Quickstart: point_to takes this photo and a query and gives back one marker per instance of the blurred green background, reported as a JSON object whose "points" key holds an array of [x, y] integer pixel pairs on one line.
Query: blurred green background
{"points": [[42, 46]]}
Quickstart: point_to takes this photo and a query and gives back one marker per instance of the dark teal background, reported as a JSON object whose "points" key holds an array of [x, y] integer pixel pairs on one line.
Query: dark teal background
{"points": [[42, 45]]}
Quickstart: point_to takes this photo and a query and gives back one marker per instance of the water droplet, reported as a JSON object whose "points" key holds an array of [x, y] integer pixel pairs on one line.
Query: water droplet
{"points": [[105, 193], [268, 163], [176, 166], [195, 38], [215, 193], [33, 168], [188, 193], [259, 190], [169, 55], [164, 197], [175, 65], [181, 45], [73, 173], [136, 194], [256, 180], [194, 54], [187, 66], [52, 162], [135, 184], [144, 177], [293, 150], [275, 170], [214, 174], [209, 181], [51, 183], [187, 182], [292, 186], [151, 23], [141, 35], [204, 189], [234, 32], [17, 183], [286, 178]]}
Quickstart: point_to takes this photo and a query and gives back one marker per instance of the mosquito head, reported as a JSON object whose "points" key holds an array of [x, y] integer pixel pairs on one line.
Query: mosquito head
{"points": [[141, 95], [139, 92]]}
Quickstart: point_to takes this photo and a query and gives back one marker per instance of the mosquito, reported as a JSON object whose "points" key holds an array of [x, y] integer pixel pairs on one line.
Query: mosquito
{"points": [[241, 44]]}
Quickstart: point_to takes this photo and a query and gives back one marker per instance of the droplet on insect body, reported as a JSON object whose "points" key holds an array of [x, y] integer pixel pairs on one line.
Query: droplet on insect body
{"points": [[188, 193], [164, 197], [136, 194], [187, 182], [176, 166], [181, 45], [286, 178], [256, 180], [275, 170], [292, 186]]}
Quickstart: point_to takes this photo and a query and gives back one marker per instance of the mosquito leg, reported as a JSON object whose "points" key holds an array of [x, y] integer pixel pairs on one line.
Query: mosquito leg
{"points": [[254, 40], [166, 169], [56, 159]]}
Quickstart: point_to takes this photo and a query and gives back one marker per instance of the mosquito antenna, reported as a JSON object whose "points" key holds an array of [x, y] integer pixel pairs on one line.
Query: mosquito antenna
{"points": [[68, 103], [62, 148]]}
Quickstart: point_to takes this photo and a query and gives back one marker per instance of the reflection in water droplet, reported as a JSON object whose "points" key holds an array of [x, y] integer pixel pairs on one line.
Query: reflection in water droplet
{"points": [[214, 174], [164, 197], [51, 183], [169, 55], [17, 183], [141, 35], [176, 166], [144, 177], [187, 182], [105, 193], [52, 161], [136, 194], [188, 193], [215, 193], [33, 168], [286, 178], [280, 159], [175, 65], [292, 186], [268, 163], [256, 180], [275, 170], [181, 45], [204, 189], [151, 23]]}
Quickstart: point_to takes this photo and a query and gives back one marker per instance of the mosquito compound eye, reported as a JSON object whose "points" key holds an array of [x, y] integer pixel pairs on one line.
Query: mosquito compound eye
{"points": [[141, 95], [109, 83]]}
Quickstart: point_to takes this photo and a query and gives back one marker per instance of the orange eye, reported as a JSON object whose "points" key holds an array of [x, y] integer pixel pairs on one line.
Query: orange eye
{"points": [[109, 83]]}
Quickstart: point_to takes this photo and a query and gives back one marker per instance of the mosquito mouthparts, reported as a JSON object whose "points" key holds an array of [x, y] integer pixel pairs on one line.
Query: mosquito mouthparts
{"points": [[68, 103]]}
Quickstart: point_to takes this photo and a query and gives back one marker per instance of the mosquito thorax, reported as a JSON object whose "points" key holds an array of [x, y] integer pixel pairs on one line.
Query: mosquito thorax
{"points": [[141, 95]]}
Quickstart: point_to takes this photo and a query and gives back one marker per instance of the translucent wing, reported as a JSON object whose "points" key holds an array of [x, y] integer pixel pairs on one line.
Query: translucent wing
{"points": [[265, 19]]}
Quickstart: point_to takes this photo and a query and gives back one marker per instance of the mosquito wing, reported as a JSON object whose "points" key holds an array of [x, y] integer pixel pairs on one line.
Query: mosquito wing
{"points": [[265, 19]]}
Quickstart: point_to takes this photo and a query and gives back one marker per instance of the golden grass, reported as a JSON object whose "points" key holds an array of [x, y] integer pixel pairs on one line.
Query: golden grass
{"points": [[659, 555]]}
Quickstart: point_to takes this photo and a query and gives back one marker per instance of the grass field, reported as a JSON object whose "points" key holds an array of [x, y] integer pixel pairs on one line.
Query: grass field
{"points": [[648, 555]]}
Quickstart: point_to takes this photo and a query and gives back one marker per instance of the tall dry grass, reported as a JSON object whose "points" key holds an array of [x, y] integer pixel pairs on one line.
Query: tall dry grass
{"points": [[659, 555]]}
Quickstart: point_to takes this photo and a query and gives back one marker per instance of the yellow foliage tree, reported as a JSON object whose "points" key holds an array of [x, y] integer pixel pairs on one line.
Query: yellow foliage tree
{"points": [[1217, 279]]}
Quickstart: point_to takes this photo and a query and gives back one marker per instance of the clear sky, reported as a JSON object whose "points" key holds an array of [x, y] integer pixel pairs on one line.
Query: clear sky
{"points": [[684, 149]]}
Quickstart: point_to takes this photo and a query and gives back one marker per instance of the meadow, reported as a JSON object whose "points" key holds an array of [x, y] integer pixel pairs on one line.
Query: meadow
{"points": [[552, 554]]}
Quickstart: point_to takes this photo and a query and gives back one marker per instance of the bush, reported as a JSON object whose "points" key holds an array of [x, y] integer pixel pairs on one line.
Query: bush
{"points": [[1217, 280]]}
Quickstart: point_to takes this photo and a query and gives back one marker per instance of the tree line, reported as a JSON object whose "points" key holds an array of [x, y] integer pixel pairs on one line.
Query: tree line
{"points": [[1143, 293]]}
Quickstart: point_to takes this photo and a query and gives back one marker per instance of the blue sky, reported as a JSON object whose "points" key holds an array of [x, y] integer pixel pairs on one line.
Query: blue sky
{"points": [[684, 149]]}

→ **ABOUT THIS EXERCISE**:
Exactly as shown above, return every record.

→ **WRITTEN REPLY**:
Quickstart: point_to takes this photo and a query and gives back one marker per instance of the blurred green background, reported as a JSON object whose "points" key holds an array of [x, y] integer pixel pairs on one line.
Query: blurred green background
{"points": [[42, 46]]}
Quickstart: point_to takes this photo and a query and gives back one marker per instance of the dark teal background, reported as a JSON object whose "points" key holds an array of [x, y] integer pixel pairs on one line.
Query: dark teal background
{"points": [[42, 45]]}
Quickstart: point_to takes this photo and a query and gives back one marker per instance of the water droplet, reported as a JSON object whose "points" key holds an array of [x, y] integer pixel pairs on one line.
Query: water droplet
{"points": [[105, 193], [268, 163], [176, 166], [195, 38], [215, 193], [33, 168], [188, 193], [259, 190], [169, 55], [164, 197], [175, 65], [181, 45], [73, 173], [136, 194], [256, 180], [194, 54], [187, 66], [52, 162], [135, 184], [144, 177], [293, 150], [275, 170], [214, 174], [209, 181], [51, 183], [187, 182], [292, 186], [151, 23], [141, 35], [204, 189], [234, 32], [17, 183], [286, 178]]}
Quickstart: point_to takes this photo and a query and gives back one marker per instance of the mosquito head, reported as a JSON object whose "points" key holds an array of [x, y] integer pixel pairs on one line.
Query: mosquito head
{"points": [[141, 95], [139, 92]]}
Quickstart: point_to takes this photo and a query and gives back one marker per instance of the mosquito, reported as a JSON object whose "points" key holds an array of [x, y] integer pixel pairs on one line.
Query: mosquito
{"points": [[241, 44]]}
Quickstart: point_to takes this photo and a query and gives back one marker per instance of the droplet on insect body, reported as a JSON object whose "points" key holds an array of [x, y] integer pixel pairs on one line.
Query: droplet on insect body
{"points": [[188, 193], [164, 197], [136, 194], [187, 182], [176, 166], [181, 45], [286, 178], [256, 180], [275, 170], [292, 186]]}
Quickstart: point_to takes this photo and a query and gives back one marker per instance of the mosquito leg, reported as a JSON object whose "points" key holds an array of [x, y] integer pixel pairs on one line.
Query: mosquito leg
{"points": [[254, 40], [166, 169], [56, 159]]}
Quickstart: point_to takes this photo and a query and gives back one marker per instance of the mosquito antenna, reported as a JSON object whose "points" key holds an array of [x, y] integer pixel pairs on one line.
Query: mosquito antenna
{"points": [[68, 103], [62, 148]]}
Quickstart: point_to takes this photo and a query and gives back one marker per instance of the reflection in water droplet, reported as a JSON object whose "points" key holds an array of [x, y] integer pixel pairs on one line.
Query: reflection in water droplet
{"points": [[214, 174], [164, 197], [51, 183], [169, 55], [17, 183], [141, 35], [176, 166], [144, 177], [187, 182], [105, 193], [52, 161], [136, 194], [188, 193], [215, 193], [33, 168], [286, 178], [280, 159], [175, 65], [292, 186], [268, 163], [256, 180], [275, 170], [181, 45], [204, 189], [151, 23]]}
Quickstart: point_to takes this photo and a query and gives back one marker per instance of the mosquito compound eye, reported as a JSON object whose "points" key holds an array of [x, y] integer pixel pairs on one line.
Query: mosquito compound eye
{"points": [[141, 95], [109, 83]]}
Quickstart: point_to takes this photo and a query and gives back one marker per instance of the orange eye, reported as a JSON object whose "points" key holds an array of [x, y] integer pixel pairs on one line.
Query: orange eye
{"points": [[109, 83]]}
Quickstart: point_to takes this photo and a query and gives back one marker per instance of the mosquito mouthparts, reported as a JSON object whose "points" key holds an array of [x, y] integer pixel pairs on one line.
Query: mosquito mouthparts
{"points": [[68, 103]]}
Quickstart: point_to takes this photo and a query and gives back one marker per instance of the mosquito thorax, reported as a JSON object whose "points" key holds an array of [x, y] integer pixel pairs on one line.
Query: mosquito thorax
{"points": [[141, 95]]}
Quickstart: point_to takes this photo and a query and gives back one marker per instance of the translucent wing, reported as a JSON object whose "points" key holds an array of [x, y] integer pixel pairs on one line.
Query: translucent wing
{"points": [[265, 19]]}
Quickstart: point_to takes this photo and a query and gives back one marker per instance of the mosquito wing, reported as a JSON object whose "points" key holds an array of [x, y] integer pixel pairs on one line.
Query: mosquito wing
{"points": [[265, 19]]}
Quickstart: point_to takes this photo and a query and gives back one marker per instance of the golden grass, reported as a JSON object whose "points" key holds an array of [x, y] integer pixel pairs on one line.
Query: golden grass
{"points": [[659, 555]]}
Quickstart: point_to takes this photo and a query and gives back one marker per instance of the grass field, reported as a JSON object whose "points" key holds an array of [x, y] integer pixel pairs on one line.
Query: grass field
{"points": [[648, 555]]}
Quickstart: point_to takes this photo and a query and gives back one marker per instance of the tall dry grass, reported as a JSON object whose "points" key holds an array of [x, y] integer pixel pairs on one line.
Query: tall dry grass
{"points": [[659, 555]]}
Quickstart: point_to takes this photo and a query and gives back one marker per instance of the yellow foliage tree, reported as a JSON object whose "points" key holds an array of [x, y] integer pixel pairs on one line.
Query: yellow foliage tree
{"points": [[1217, 279]]}
Quickstart: point_to takes this photo and a query and gives back one marker per instance of the clear sky, reported as a JSON object whose "points" key holds an array of [x, y] integer pixel pairs on one line.
Query: clear sky
{"points": [[684, 149]]}
Quickstart: point_to takes this photo and a query and gives back one marker per instance of the meadow, reported as a JSON object whose "points" key holds an array of [x, y] integer pixel pairs on one line.
Query: meadow
{"points": [[552, 554]]}
Quickstart: point_to takes this photo and a query and gives back one marker per instance of the bush, reported as a JSON object whose "points" key holds an array of [x, y] integer pixel pairs on one line.
Query: bush
{"points": [[1217, 280]]}
Quickstart: point_to takes this photo and a query and gives back one marker per instance of the tree line, reported as a JSON object whose "points" key holds an array of [x, y] integer pixel pairs on one line.
Query: tree line
{"points": [[1143, 293]]}
Quickstart: point_to takes this photo and a query and gives back one marker per instance of the blue sky, reported as a JSON object whose "points" key holds an array of [x, y] integer pixel pairs on one line.
Query: blue sky
{"points": [[684, 149]]}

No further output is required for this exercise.